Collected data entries
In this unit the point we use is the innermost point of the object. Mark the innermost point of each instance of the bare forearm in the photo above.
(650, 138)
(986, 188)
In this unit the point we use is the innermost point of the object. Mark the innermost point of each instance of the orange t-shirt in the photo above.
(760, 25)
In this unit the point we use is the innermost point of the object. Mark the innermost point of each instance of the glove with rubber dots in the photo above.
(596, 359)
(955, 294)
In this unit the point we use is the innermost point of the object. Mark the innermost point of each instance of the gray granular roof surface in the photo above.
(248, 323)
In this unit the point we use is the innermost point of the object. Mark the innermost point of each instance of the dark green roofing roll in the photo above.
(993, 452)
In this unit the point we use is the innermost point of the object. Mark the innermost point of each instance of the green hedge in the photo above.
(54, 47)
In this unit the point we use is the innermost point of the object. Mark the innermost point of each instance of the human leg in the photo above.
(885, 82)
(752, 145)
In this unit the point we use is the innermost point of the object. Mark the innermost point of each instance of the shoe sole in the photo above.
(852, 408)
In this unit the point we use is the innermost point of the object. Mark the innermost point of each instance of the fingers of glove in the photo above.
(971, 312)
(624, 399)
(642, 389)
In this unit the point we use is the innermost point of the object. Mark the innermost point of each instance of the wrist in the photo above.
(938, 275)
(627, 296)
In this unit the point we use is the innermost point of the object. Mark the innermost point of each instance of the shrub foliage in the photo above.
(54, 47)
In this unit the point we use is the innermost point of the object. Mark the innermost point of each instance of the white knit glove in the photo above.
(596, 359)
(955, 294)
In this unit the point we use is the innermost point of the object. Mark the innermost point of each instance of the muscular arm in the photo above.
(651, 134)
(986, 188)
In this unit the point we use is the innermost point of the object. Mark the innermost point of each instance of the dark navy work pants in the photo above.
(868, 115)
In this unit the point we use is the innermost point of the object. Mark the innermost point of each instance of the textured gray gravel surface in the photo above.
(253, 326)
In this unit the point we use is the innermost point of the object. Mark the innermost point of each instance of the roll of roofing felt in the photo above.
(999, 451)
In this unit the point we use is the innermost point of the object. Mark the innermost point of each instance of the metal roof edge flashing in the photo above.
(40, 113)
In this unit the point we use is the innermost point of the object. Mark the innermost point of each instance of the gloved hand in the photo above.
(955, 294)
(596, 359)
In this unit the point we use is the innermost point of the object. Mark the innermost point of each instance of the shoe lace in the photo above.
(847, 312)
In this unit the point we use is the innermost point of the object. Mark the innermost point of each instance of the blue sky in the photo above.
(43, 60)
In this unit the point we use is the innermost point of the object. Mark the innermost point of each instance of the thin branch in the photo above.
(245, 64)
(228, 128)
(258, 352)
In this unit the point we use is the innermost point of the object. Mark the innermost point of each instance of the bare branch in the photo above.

Exercise task:
Repeat the material above in full, quoting it exactly.

Result:
In this unit the point we use is the innermost point of the object. Mark the innermost point of each instance of the bare forearm in the photo above.
(650, 138)
(986, 188)
In this unit the point we use is the innermost point of the object. Mark the innermost point of each instance of the orange t-shirt in the photo above.
(760, 25)
In this unit the point we use is the innermost point of the object. Mark the innermost point of each instance of the glove with rubber dots in the photo above.
(596, 359)
(955, 294)
In this unit the point we use is the innermost point of the object. Mark the innermost point of each instance of the gray granular roof surface in the photo above.
(248, 323)
In this unit the point we use is the innermost point of the object. Mark the innermost point of each instance of the dark green roofing roll in the photo above.
(993, 452)
In this unit the point we use is the innermost point of the object. Mark the innermost point of each instance of the green hedge in the photo above.
(54, 47)
In this unit the point we use is the innermost point of the object. Mark the innermost point of each instance of the human leg in the photo above.
(885, 82)
(752, 145)
In this unit the point we use is the innermost point of the object. Mark the innermost point of each instance of the shoe sole in the photo above.
(852, 408)
In this unit the point we use is the innermost point of the object. Mark the innermost point of each instance of the fingers of glove in the photo above.
(971, 312)
(624, 399)
(642, 389)
In this unit the point we use is the innermost point of the object. Mark the innermost point of each instance of the wrist in the photo above.
(938, 275)
(627, 296)
In this unit the point we use is the innermost point of the object. Mark the innermost point of each instance of the shrub foliage in the photo above.
(54, 47)
In this unit the point we use is the innermost point of the object. Mark the innermost point of each instance of the white knit glove in the photo above.
(596, 359)
(955, 294)
In this unit the point we use is the innermost point of the object. Mark the innermost point of each instance of the muscular arm in the photo above.
(651, 134)
(986, 188)
In this unit the point we use is the innermost point of the object. Mark the innermost point of each instance of the dark navy work pants in the photo above.
(868, 115)
In this unit the point we use is the innermost point of the object. Mark the innermost point of each instance of the textured gray gravel surface in the photo above.
(253, 326)
In this unit the point we use is the innermost point of the object. Mark the innermost point of each instance of the roll of roofing felt in the photo above.
(999, 451)
In this unit the point we use is the innermost point of the object. Mark the innermost point of each instance of the metal roof edge flashing in the photo above.
(40, 113)
In this unit the point we use is the innermost point of the object. Mark the innermost point of each instance of the gloved hand in the photo above.
(955, 294)
(596, 359)
In this unit the point we use is the innermost point of the object. Mark the innermost point of each instance of the shoe lace in the photo above.
(847, 312)
In this unit the point we use is the innermost point of the object. Mark the innermost point of each instance of the blue sky in the photo above.
(43, 60)
In this unit the point we use is the innermost point of the object. Mark the innermost point of each instance of the thin branch in the photo above.
(245, 64)
(228, 128)
(258, 352)
In this unit the point we use is the innermost point of the object. Mark the innermost point of each instance of the bare branch in the photo above.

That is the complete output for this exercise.